--- START DATA FOR PROCESSING ---

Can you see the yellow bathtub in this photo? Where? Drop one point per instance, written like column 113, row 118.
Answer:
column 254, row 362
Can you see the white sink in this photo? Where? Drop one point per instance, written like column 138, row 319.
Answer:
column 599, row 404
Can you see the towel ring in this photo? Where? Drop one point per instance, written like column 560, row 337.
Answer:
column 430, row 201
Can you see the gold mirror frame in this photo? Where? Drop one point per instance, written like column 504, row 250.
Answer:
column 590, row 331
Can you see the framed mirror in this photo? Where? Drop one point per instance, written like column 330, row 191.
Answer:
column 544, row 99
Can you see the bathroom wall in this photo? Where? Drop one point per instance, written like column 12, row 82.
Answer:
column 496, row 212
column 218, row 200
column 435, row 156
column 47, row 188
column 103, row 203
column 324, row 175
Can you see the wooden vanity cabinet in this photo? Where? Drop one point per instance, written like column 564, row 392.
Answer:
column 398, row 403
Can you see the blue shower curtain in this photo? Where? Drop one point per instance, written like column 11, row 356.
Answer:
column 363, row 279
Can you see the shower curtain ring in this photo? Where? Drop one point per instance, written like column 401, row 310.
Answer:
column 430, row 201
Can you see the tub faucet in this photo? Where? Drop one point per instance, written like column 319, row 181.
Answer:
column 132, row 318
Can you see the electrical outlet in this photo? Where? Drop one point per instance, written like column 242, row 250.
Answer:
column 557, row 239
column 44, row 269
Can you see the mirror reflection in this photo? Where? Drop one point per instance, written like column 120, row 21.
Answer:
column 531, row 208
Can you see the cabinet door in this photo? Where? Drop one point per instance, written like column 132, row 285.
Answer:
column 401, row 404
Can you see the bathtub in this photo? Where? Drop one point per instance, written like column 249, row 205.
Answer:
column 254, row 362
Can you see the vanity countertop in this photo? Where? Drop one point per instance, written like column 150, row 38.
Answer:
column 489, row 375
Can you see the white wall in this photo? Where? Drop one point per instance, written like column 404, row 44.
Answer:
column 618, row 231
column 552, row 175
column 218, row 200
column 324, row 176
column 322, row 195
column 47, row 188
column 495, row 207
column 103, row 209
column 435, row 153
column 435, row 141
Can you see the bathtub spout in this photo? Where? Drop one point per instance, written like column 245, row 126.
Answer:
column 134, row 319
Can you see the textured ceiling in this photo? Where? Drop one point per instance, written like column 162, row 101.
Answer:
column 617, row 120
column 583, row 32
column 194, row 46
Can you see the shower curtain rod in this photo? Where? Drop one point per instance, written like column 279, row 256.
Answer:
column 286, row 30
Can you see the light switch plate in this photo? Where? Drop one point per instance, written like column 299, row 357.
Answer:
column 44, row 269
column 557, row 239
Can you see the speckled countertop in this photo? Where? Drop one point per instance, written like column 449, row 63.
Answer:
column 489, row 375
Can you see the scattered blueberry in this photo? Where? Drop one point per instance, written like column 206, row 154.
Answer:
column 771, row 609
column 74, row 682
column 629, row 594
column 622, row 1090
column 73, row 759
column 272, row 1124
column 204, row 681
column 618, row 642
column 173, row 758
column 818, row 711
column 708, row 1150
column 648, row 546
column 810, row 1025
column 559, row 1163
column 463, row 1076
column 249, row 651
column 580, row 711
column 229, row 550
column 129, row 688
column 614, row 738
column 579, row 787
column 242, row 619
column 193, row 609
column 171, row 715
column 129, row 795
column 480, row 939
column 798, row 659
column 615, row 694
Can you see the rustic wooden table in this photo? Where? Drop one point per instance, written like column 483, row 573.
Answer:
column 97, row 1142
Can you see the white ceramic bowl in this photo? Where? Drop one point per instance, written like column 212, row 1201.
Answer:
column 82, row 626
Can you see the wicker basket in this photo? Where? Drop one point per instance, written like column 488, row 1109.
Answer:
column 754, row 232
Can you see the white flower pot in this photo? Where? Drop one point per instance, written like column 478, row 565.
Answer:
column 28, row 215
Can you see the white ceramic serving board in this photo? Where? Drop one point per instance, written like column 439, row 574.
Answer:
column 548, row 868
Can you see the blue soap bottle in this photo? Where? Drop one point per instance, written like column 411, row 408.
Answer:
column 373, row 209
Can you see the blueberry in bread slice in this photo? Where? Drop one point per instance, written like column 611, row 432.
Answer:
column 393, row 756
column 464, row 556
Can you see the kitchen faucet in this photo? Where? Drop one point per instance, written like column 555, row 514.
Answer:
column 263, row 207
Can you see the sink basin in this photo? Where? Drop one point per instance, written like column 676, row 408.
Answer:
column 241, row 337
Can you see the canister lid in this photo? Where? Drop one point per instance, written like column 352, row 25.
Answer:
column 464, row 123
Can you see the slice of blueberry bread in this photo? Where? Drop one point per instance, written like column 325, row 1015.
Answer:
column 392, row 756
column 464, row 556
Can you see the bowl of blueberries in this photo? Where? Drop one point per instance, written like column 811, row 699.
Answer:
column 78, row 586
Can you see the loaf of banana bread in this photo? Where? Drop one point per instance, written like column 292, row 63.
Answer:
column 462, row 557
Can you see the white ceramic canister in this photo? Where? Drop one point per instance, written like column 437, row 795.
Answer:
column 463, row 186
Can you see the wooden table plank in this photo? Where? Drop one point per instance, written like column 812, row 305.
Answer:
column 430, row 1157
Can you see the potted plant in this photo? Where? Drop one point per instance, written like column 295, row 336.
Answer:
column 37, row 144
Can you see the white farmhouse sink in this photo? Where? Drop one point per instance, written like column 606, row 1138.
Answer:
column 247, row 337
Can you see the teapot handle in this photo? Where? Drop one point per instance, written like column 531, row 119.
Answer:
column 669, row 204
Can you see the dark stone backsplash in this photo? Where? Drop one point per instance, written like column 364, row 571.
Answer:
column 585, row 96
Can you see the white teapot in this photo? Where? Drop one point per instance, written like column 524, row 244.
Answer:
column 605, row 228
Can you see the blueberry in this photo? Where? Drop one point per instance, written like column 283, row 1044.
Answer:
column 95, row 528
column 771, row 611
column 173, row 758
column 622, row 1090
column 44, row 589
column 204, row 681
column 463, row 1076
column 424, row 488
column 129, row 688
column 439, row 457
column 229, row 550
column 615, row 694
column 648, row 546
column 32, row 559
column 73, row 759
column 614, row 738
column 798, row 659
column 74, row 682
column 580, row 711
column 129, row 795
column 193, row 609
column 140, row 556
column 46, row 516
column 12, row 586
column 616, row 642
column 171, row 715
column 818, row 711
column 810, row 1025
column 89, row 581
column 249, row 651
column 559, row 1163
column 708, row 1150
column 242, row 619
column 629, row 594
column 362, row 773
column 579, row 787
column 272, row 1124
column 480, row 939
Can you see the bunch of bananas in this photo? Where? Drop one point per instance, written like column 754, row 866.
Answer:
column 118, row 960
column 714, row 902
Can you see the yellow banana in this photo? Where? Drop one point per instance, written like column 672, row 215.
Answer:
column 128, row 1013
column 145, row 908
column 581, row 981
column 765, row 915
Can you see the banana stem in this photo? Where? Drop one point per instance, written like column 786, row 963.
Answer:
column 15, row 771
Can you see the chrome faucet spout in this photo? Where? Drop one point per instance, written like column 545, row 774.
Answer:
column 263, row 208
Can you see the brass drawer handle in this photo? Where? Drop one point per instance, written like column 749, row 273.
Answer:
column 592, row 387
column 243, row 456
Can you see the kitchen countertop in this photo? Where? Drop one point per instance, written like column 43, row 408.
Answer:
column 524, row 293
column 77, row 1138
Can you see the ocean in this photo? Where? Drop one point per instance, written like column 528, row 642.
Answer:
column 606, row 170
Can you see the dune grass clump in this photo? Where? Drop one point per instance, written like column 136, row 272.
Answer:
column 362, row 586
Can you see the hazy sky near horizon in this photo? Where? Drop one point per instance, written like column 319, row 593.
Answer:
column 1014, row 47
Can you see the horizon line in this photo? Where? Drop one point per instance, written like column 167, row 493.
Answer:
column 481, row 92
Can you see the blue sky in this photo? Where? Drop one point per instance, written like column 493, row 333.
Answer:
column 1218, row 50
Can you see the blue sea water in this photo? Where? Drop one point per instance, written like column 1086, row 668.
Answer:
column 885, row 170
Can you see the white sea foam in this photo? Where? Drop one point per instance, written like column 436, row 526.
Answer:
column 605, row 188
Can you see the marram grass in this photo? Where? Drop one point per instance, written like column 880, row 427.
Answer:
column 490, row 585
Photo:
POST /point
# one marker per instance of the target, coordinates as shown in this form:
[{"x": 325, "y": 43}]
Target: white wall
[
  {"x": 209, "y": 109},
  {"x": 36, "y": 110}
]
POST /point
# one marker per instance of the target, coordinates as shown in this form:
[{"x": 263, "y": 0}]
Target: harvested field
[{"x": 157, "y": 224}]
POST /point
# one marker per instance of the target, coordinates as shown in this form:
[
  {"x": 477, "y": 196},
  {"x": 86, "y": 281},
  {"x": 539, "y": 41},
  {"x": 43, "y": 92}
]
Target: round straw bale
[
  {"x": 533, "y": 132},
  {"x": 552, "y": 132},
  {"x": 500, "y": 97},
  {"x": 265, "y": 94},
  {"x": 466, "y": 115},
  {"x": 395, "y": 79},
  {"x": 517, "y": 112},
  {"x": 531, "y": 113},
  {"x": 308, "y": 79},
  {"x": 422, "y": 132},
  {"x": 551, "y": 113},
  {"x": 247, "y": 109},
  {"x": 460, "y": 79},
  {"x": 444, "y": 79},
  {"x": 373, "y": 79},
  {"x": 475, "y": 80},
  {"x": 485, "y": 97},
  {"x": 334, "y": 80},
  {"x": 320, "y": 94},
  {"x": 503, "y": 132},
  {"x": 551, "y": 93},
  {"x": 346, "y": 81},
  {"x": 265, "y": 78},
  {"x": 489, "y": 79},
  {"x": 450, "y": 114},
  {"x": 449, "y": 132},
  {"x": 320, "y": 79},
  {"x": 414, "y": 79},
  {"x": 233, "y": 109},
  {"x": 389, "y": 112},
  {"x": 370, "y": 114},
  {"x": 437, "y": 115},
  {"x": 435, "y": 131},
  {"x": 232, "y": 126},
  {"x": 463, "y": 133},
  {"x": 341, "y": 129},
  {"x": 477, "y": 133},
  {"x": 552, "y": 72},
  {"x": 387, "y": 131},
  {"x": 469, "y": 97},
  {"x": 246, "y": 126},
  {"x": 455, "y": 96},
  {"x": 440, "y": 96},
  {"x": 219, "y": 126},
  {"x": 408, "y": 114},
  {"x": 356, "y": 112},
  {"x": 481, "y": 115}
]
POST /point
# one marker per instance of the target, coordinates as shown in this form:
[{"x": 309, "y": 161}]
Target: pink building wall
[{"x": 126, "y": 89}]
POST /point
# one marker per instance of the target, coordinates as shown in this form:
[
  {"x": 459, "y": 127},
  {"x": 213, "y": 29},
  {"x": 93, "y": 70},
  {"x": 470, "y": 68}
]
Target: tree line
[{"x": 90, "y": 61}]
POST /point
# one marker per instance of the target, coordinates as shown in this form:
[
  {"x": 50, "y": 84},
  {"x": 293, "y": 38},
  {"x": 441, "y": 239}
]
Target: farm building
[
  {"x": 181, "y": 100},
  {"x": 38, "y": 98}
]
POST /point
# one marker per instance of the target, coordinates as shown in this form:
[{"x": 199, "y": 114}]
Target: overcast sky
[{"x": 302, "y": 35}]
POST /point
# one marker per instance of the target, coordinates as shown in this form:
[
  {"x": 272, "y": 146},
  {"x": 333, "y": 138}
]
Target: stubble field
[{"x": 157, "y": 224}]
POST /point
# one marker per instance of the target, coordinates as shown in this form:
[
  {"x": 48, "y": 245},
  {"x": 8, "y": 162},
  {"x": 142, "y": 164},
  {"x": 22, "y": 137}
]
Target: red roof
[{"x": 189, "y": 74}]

--- END DATA FOR PROCESSING ---

Recast the part of the items that opens with the line containing "Can you see the bathtub spout" and closes with the line containing "column 134, row 319" as a JSON list of strings, one string per line, with blank lines omitted.

TASK SOLUTION:
[
  "Can you see the bathtub spout in this photo? Where? Drop one point per instance, written like column 245, row 126.",
  "Answer:",
  "column 134, row 319"
]